═════ Data shown ═════

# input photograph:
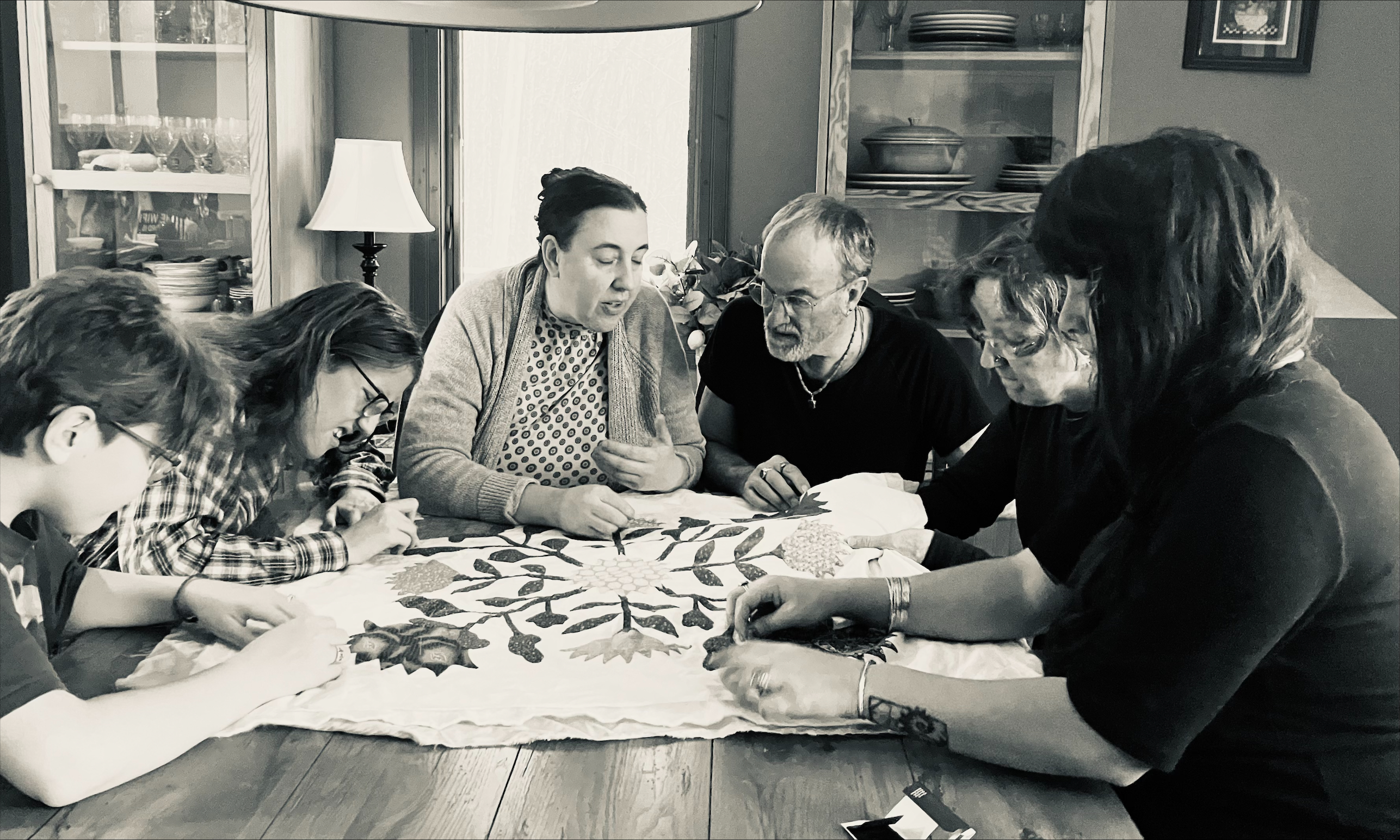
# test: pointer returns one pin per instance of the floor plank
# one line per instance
(1001, 802)
(790, 786)
(387, 787)
(224, 787)
(653, 787)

═════

§ **Exercise brief**
Nothing in the records should be changed in the copy, but the pictures must be left out.

§ **Output of the task**
# input photograph:
# test: pointer returns one pin per instance of the floor plank
# one line per instance
(1001, 802)
(790, 786)
(387, 787)
(224, 787)
(653, 787)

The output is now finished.